■ **TASK**:
Copy every item below word for word, leaving out the pictures.

::::::::::

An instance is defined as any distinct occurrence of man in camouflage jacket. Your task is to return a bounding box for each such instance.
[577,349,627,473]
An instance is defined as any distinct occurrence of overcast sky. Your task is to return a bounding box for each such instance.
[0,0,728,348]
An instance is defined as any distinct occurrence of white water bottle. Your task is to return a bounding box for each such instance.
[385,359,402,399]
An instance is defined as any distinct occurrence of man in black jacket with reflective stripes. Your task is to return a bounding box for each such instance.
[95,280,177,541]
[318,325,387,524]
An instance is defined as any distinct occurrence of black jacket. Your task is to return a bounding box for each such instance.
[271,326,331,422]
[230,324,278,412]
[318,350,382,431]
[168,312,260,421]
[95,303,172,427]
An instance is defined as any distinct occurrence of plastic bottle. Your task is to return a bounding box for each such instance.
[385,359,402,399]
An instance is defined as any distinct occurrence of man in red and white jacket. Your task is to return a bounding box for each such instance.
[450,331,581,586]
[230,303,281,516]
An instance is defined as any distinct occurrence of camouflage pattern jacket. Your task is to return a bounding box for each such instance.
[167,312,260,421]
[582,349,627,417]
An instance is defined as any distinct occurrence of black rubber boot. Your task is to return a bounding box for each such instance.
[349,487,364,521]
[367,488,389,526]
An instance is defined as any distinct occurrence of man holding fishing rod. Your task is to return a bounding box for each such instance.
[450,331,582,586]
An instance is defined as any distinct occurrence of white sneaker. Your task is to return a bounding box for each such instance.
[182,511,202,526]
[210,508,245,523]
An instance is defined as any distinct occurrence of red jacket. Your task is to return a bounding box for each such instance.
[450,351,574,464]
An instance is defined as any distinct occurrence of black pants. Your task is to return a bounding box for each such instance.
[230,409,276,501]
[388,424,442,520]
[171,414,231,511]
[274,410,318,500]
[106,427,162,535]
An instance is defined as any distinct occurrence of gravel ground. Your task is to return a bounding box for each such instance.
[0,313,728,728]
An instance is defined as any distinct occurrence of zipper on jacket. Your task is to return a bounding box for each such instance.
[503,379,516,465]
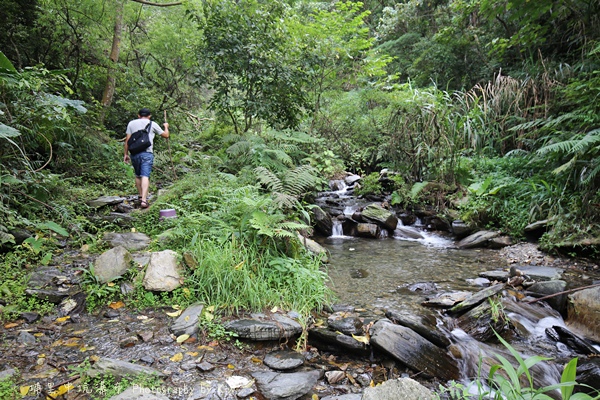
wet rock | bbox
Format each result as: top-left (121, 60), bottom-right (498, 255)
top-left (235, 388), bottom-right (255, 399)
top-left (103, 309), bottom-right (121, 318)
top-left (488, 236), bottom-right (513, 249)
top-left (109, 385), bottom-right (169, 400)
top-left (451, 220), bottom-right (472, 238)
top-left (457, 231), bottom-right (500, 249)
top-left (87, 196), bottom-right (125, 208)
top-left (325, 371), bottom-right (346, 385)
top-left (466, 278), bottom-right (491, 287)
top-left (263, 351), bottom-right (304, 371)
top-left (422, 292), bottom-right (471, 308)
top-left (298, 234), bottom-right (329, 262)
top-left (362, 378), bottom-right (437, 400)
top-left (353, 223), bottom-right (381, 239)
top-left (371, 320), bottom-right (459, 380)
top-left (119, 336), bottom-right (140, 349)
top-left (196, 361), bottom-right (215, 372)
top-left (546, 325), bottom-right (598, 354)
top-left (450, 283), bottom-right (504, 313)
top-left (394, 226), bottom-right (423, 240)
top-left (525, 280), bottom-right (567, 313)
top-left (252, 371), bottom-right (321, 400)
top-left (17, 331), bottom-right (36, 345)
top-left (94, 246), bottom-right (133, 283)
top-left (312, 206), bottom-right (333, 236)
top-left (225, 314), bottom-right (302, 340)
top-left (321, 393), bottom-right (362, 400)
top-left (142, 250), bottom-right (183, 292)
top-left (327, 312), bottom-right (364, 335)
top-left (171, 303), bottom-right (204, 336)
top-left (575, 358), bottom-right (600, 394)
top-left (362, 204), bottom-right (398, 231)
top-left (88, 357), bottom-right (165, 378)
top-left (21, 312), bottom-right (40, 324)
top-left (385, 310), bottom-right (450, 347)
top-left (0, 368), bottom-right (17, 381)
top-left (308, 328), bottom-right (370, 355)
top-left (568, 286), bottom-right (600, 342)
top-left (104, 232), bottom-right (150, 251)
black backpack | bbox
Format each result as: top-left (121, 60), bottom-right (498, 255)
top-left (127, 121), bottom-right (152, 155)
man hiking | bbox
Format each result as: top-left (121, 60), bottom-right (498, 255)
top-left (123, 108), bottom-right (169, 208)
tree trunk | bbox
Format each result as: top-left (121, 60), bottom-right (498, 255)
top-left (100, 0), bottom-right (125, 123)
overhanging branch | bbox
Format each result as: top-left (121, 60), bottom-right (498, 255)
top-left (131, 0), bottom-right (183, 7)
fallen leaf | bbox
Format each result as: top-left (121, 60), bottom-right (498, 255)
top-left (177, 334), bottom-right (190, 344)
top-left (108, 301), bottom-right (125, 310)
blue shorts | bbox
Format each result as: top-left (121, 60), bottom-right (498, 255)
top-left (131, 151), bottom-right (154, 178)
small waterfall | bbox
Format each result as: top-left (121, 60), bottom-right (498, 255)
top-left (331, 219), bottom-right (345, 237)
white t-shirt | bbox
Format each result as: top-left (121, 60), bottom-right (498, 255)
top-left (125, 118), bottom-right (164, 153)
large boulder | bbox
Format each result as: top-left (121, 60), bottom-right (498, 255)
top-left (362, 204), bottom-right (398, 231)
top-left (94, 246), bottom-right (133, 283)
top-left (371, 319), bottom-right (459, 380)
top-left (142, 250), bottom-right (183, 292)
top-left (567, 286), bottom-right (600, 342)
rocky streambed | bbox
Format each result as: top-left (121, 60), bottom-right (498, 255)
top-left (0, 193), bottom-right (600, 400)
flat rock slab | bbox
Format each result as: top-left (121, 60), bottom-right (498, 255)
top-left (457, 231), bottom-right (500, 249)
top-left (109, 386), bottom-right (169, 400)
top-left (225, 314), bottom-right (302, 340)
top-left (263, 351), bottom-right (304, 371)
top-left (104, 232), bottom-right (150, 251)
top-left (252, 371), bottom-right (321, 400)
top-left (371, 320), bottom-right (459, 380)
top-left (450, 283), bottom-right (504, 312)
top-left (87, 357), bottom-right (165, 378)
top-left (171, 303), bottom-right (204, 336)
top-left (87, 196), bottom-right (125, 208)
top-left (362, 378), bottom-right (437, 400)
top-left (422, 292), bottom-right (471, 308)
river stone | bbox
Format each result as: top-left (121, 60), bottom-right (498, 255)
top-left (327, 312), bottom-right (364, 335)
top-left (362, 204), bottom-right (398, 231)
top-left (525, 280), bottom-right (567, 313)
top-left (457, 231), bottom-right (500, 249)
top-left (104, 232), bottom-right (150, 251)
top-left (87, 357), bottom-right (165, 378)
top-left (94, 246), bottom-right (133, 283)
top-left (422, 292), bottom-right (471, 308)
top-left (394, 226), bottom-right (423, 240)
top-left (568, 286), bottom-right (600, 342)
top-left (308, 328), bottom-right (370, 354)
top-left (87, 196), bottom-right (125, 208)
top-left (385, 310), bottom-right (450, 347)
top-left (263, 351), bottom-right (304, 371)
top-left (225, 314), bottom-right (302, 340)
top-left (298, 234), bottom-right (329, 263)
top-left (142, 250), bottom-right (183, 292)
top-left (171, 303), bottom-right (204, 336)
top-left (362, 378), bottom-right (437, 400)
top-left (356, 223), bottom-right (381, 239)
top-left (251, 371), bottom-right (321, 400)
top-left (450, 283), bottom-right (504, 313)
top-left (451, 220), bottom-right (472, 238)
top-left (109, 385), bottom-right (169, 400)
top-left (371, 320), bottom-right (459, 380)
top-left (312, 206), bottom-right (333, 236)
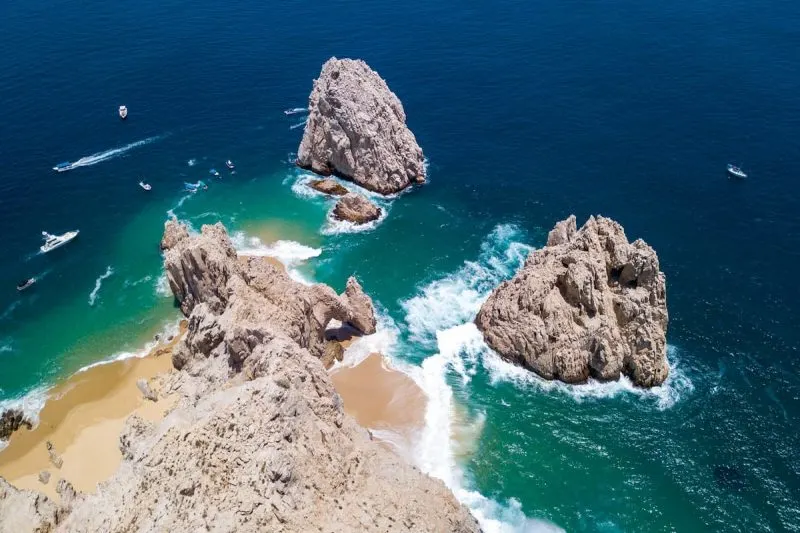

::::::::::

■ **ANSWER FOR THIS EXERCISE**:
An instance is defined as any distinct occurrence of man in camouflage jacket. Your task is to return a bounding box for each such instance.
[577,349,627,473]
An instance is defined as any distinct occurrence of overcast sky. Your task is to return a bounding box for each such instance.
[0,0,728,348]
An instance is defined as any distinct occurrence of white water bottle. Your task is to return a bounding box for each such instance.
[385,359,402,399]
An instance is defined as any distinct occurrence of man in black jacket with reflective stripes. Your task is to return a bounding box for each such instance.
[95,280,177,541]
[318,325,387,524]
An instance is defined as any distinct occurrence of black jacket. Your task is to return a bounding box for each such instance.
[271,326,331,422]
[230,324,278,412]
[318,350,382,431]
[168,312,260,421]
[95,303,172,427]
An instance is defined as any distinct occurrence of plastic bottle. Your task is to return a bounding box for each such instance.
[385,359,402,399]
An instance is defined as any distinct occurrence of man in red and white jacket. Your task is to return a bounding box for each such instance.
[450,331,581,586]
[230,303,281,516]
An instance is defined as any distinct occurrence of camouflage pattern jacket. Your task is to return a bounding box for each such instance.
[167,312,260,421]
[582,349,627,417]
An instance is defined as any distinct occurrence of black rubber boot. Your task is to return a bounding box for each such instance.
[349,487,364,521]
[367,488,389,526]
An instance is defined as any distinct occurrence of man holding fishing rod. Your task is to return a bounding box for each such instance.
[450,331,582,586]
An instance is defined as any distinct occurrence of white sneaker. Your task is to return a bounding box for each such instance.
[182,511,202,526]
[210,508,245,523]
An instance is defined as any distinct occurrence of red jacket. Your task is to return a bounding box for each such instance.
[450,351,574,464]
An instance is defined as any distinct occurrence of black pants. Your task is to return a bounding box for each such instance.
[230,409,276,501]
[388,424,442,520]
[171,414,231,511]
[274,410,318,500]
[106,427,162,535]
An instance is defined as any distinct occurrence of gravel ground. Your task is to return a bounding box for each such instance.
[0,313,728,728]
An instance is defined as any distinct occurrence of zipper on jacket. Your task is to return a bounding box for each such instance.
[503,379,516,465]
wet rock | bbox
Format each result as: top-left (121, 60), bottom-right (498, 255)
top-left (235, 388), bottom-right (255, 399)
top-left (103, 309), bottom-right (121, 318)
top-left (488, 236), bottom-right (513, 249)
top-left (109, 385), bottom-right (169, 400)
top-left (451, 220), bottom-right (472, 238)
top-left (457, 231), bottom-right (500, 249)
top-left (87, 196), bottom-right (125, 208)
top-left (325, 371), bottom-right (346, 385)
top-left (466, 278), bottom-right (491, 287)
top-left (263, 351), bottom-right (304, 371)
top-left (422, 292), bottom-right (471, 308)
top-left (298, 234), bottom-right (329, 262)
top-left (362, 378), bottom-right (437, 400)
top-left (353, 223), bottom-right (381, 239)
top-left (371, 320), bottom-right (459, 380)
top-left (119, 336), bottom-right (140, 349)
top-left (196, 361), bottom-right (215, 372)
top-left (546, 325), bottom-right (598, 354)
top-left (450, 283), bottom-right (504, 313)
top-left (394, 226), bottom-right (423, 240)
top-left (525, 280), bottom-right (567, 313)
top-left (252, 371), bottom-right (321, 400)
top-left (17, 331), bottom-right (36, 345)
top-left (94, 246), bottom-right (133, 283)
top-left (312, 206), bottom-right (333, 236)
top-left (225, 314), bottom-right (302, 340)
top-left (321, 393), bottom-right (362, 400)
top-left (142, 250), bottom-right (183, 292)
top-left (327, 312), bottom-right (364, 335)
top-left (171, 303), bottom-right (204, 336)
top-left (575, 358), bottom-right (600, 394)
top-left (362, 204), bottom-right (398, 231)
top-left (88, 357), bottom-right (165, 378)
top-left (21, 312), bottom-right (40, 324)
top-left (385, 310), bottom-right (450, 347)
top-left (0, 368), bottom-right (17, 381)
top-left (308, 328), bottom-right (370, 355)
top-left (568, 286), bottom-right (600, 342)
top-left (104, 232), bottom-right (150, 251)
black backpack | bbox
Format each result as: top-left (121, 60), bottom-right (498, 255)
top-left (127, 121), bottom-right (152, 155)
man hiking | bbox
Format each result as: top-left (121, 60), bottom-right (498, 255)
top-left (123, 108), bottom-right (169, 208)
tree trunk | bbox
Format each result as: top-left (121, 60), bottom-right (498, 255)
top-left (100, 0), bottom-right (125, 123)
overhanging branch | bbox
Format each result as: top-left (121, 60), bottom-right (498, 255)
top-left (131, 0), bottom-right (183, 7)
fallen leaf | bbox
Format each result as: top-left (121, 60), bottom-right (498, 255)
top-left (177, 334), bottom-right (190, 344)
top-left (108, 301), bottom-right (125, 310)
blue shorts | bbox
Format each result as: top-left (121, 60), bottom-right (498, 255)
top-left (131, 151), bottom-right (154, 178)
small waterfall | bbox
Format each result as: top-left (121, 60), bottom-right (498, 255)
top-left (331, 219), bottom-right (345, 237)
white t-shirt | bbox
Format each result as: top-left (121, 60), bottom-right (498, 255)
top-left (125, 118), bottom-right (164, 153)
large boulder | bbox
Format each result as: top-left (121, 60), bottom-right (498, 255)
top-left (362, 204), bottom-right (398, 231)
top-left (94, 246), bottom-right (133, 283)
top-left (371, 319), bottom-right (459, 380)
top-left (142, 250), bottom-right (183, 292)
top-left (567, 286), bottom-right (600, 342)
rocky streambed | bbox
Format each result as: top-left (121, 60), bottom-right (498, 255)
top-left (0, 193), bottom-right (600, 400)
flat rock slab | bbox
Format each result as: top-left (121, 60), bottom-right (498, 255)
top-left (457, 231), bottom-right (500, 249)
top-left (109, 386), bottom-right (169, 400)
top-left (225, 314), bottom-right (302, 340)
top-left (263, 351), bottom-right (304, 371)
top-left (104, 232), bottom-right (150, 251)
top-left (252, 371), bottom-right (321, 400)
top-left (371, 320), bottom-right (459, 380)
top-left (450, 283), bottom-right (504, 312)
top-left (87, 357), bottom-right (165, 378)
top-left (171, 303), bottom-right (204, 336)
top-left (87, 196), bottom-right (125, 208)
top-left (362, 378), bottom-right (437, 400)
top-left (422, 292), bottom-right (471, 308)
river stone | bbox
Format each result as: top-left (121, 60), bottom-right (498, 255)
top-left (327, 312), bottom-right (364, 335)
top-left (362, 204), bottom-right (398, 231)
top-left (525, 280), bottom-right (567, 313)
top-left (457, 231), bottom-right (500, 249)
top-left (104, 232), bottom-right (150, 251)
top-left (87, 357), bottom-right (165, 378)
top-left (94, 246), bottom-right (133, 283)
top-left (422, 292), bottom-right (471, 308)
top-left (394, 226), bottom-right (423, 240)
top-left (568, 286), bottom-right (600, 342)
top-left (308, 328), bottom-right (370, 354)
top-left (87, 196), bottom-right (125, 208)
top-left (385, 310), bottom-right (450, 347)
top-left (263, 351), bottom-right (304, 371)
top-left (225, 314), bottom-right (302, 340)
top-left (298, 234), bottom-right (329, 263)
top-left (142, 250), bottom-right (183, 292)
top-left (171, 303), bottom-right (204, 336)
top-left (362, 378), bottom-right (437, 400)
top-left (356, 223), bottom-right (381, 239)
top-left (251, 371), bottom-right (321, 400)
top-left (450, 283), bottom-right (504, 313)
top-left (451, 220), bottom-right (472, 238)
top-left (109, 385), bottom-right (169, 400)
top-left (371, 320), bottom-right (459, 380)
top-left (312, 206), bottom-right (333, 236)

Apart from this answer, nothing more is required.